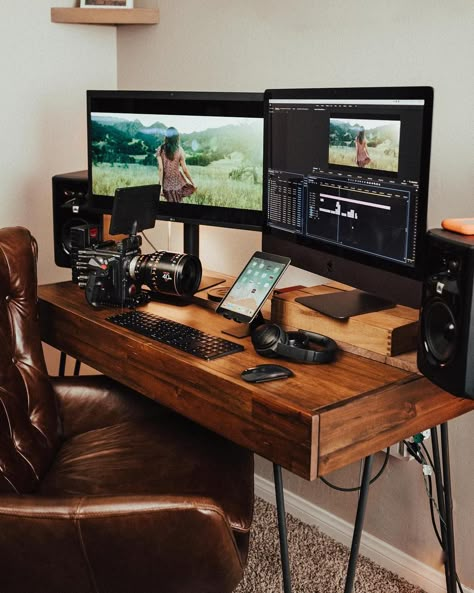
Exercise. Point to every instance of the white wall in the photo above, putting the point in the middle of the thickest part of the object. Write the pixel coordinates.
(45, 70)
(252, 45)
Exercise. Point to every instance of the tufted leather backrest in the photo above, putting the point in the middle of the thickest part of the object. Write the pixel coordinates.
(29, 421)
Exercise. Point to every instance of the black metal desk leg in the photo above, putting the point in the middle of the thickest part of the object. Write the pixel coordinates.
(62, 364)
(359, 523)
(448, 507)
(280, 500)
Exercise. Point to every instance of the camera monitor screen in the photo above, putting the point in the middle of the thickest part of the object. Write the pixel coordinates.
(204, 149)
(347, 182)
(252, 287)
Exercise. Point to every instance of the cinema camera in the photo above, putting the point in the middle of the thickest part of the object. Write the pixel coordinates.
(114, 273)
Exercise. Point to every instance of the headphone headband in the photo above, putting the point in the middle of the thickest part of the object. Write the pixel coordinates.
(271, 340)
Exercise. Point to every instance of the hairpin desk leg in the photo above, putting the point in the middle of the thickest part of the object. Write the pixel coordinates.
(280, 500)
(62, 364)
(445, 503)
(77, 368)
(359, 523)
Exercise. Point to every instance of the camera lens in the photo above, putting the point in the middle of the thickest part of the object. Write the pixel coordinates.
(167, 272)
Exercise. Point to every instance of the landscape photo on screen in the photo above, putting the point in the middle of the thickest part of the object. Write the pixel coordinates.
(364, 143)
(223, 155)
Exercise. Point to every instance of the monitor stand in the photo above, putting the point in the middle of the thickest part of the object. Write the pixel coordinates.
(242, 330)
(345, 304)
(191, 246)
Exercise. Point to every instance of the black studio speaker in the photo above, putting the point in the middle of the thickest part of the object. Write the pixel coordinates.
(446, 343)
(70, 210)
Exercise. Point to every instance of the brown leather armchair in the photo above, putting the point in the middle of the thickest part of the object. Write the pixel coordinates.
(101, 489)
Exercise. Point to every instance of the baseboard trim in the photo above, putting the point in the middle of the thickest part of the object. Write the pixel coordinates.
(390, 558)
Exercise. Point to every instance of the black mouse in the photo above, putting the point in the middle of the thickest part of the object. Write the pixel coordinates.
(266, 372)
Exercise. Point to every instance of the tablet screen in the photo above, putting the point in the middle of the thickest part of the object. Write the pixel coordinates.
(252, 287)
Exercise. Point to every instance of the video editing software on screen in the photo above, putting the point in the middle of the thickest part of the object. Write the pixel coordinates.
(346, 172)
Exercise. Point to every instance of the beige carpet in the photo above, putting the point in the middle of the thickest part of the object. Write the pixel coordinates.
(318, 563)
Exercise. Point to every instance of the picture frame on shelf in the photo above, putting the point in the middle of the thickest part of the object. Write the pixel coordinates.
(106, 4)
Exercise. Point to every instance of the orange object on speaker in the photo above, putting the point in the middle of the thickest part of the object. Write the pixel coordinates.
(465, 226)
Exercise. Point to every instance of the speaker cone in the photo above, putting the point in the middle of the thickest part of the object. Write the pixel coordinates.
(440, 331)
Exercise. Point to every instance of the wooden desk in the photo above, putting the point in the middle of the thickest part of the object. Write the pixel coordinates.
(324, 418)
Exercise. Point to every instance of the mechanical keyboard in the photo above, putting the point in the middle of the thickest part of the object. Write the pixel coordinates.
(180, 336)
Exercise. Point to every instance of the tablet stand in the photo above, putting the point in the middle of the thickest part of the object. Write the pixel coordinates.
(242, 330)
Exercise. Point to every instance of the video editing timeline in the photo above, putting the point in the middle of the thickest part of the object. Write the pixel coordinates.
(372, 220)
(322, 186)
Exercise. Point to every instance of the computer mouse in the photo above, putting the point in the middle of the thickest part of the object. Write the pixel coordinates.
(266, 372)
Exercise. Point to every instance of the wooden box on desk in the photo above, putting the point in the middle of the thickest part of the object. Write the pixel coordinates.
(389, 333)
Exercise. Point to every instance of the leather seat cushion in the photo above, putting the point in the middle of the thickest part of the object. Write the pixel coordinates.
(142, 457)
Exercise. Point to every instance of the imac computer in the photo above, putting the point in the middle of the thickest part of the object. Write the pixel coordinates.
(204, 149)
(346, 190)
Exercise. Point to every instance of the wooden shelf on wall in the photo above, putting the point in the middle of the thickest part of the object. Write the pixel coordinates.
(106, 16)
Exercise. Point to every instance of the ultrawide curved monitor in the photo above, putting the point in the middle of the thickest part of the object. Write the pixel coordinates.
(209, 147)
(346, 184)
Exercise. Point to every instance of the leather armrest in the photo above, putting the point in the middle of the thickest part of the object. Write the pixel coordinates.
(119, 543)
(95, 401)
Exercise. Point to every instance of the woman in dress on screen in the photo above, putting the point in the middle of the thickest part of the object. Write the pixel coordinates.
(175, 179)
(362, 154)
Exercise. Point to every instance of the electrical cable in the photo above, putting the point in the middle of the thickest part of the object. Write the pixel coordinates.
(416, 453)
(357, 488)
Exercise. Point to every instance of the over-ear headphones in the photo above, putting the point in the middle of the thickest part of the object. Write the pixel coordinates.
(271, 340)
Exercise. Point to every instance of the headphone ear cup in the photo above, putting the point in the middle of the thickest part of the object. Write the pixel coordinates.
(266, 338)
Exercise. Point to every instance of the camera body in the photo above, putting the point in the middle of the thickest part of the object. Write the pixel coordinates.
(114, 273)
(104, 272)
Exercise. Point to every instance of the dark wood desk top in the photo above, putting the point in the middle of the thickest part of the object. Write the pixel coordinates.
(324, 418)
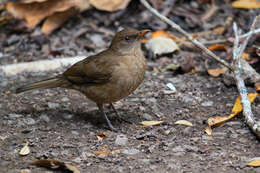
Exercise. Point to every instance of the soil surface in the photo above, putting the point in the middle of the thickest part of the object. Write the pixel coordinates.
(64, 125)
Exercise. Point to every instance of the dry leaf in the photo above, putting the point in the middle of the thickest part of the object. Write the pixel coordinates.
(108, 5)
(25, 150)
(184, 122)
(56, 20)
(257, 86)
(248, 4)
(218, 47)
(151, 123)
(216, 72)
(254, 162)
(104, 152)
(237, 108)
(217, 120)
(162, 33)
(55, 164)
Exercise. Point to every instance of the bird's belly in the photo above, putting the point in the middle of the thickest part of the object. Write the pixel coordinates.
(112, 91)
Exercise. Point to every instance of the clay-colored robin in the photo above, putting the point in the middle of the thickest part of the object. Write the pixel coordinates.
(106, 77)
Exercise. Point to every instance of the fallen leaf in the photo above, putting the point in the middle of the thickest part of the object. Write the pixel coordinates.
(161, 45)
(254, 162)
(108, 5)
(257, 86)
(218, 47)
(216, 72)
(248, 4)
(237, 108)
(151, 123)
(56, 20)
(217, 120)
(25, 150)
(55, 164)
(105, 151)
(184, 122)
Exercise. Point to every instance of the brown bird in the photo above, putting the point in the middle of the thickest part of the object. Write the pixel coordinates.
(106, 77)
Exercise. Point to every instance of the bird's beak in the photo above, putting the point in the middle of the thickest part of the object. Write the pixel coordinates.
(142, 33)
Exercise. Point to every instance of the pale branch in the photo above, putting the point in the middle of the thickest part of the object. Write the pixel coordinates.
(186, 34)
(237, 53)
(250, 33)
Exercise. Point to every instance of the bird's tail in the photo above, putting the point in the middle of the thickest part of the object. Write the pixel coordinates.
(47, 83)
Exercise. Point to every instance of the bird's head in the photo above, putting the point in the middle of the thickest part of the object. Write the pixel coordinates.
(127, 40)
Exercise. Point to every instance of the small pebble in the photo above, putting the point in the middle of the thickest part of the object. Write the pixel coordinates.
(171, 87)
(130, 151)
(207, 104)
(13, 116)
(67, 116)
(147, 116)
(121, 140)
(53, 105)
(45, 118)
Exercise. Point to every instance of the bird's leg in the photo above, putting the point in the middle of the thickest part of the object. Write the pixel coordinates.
(117, 114)
(101, 109)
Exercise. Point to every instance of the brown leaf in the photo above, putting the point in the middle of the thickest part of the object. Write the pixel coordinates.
(109, 5)
(247, 4)
(237, 108)
(55, 164)
(216, 72)
(184, 122)
(56, 20)
(257, 86)
(25, 150)
(151, 123)
(254, 162)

==============================

**PROBLEM REQUIREMENTS:**
Write out only the final block of lines, starting at the line with "Exercise. Point to every instance of the small" and running to the end of the material.

**WRITTEN REPLY:**
Exercise. Point to every instance of the small pebble in the photo above, putting the point in the middle of the thickest part of the object. Write the pixel coordinates.
(171, 87)
(130, 151)
(207, 104)
(13, 116)
(67, 116)
(147, 116)
(121, 140)
(53, 105)
(45, 118)
Exercise. Point to every instance of the bird's leg in the photo above, putting the point in the middle of the thickest part of the object. Write the pixel coordinates.
(117, 114)
(101, 109)
Exercise. Point to every instance of the brown leaf in the photo above, putting the point in the middle of the thickest part of the object. Write the pixel coordinates.
(109, 5)
(247, 4)
(237, 108)
(55, 164)
(216, 72)
(184, 122)
(56, 20)
(257, 86)
(25, 150)
(151, 123)
(254, 162)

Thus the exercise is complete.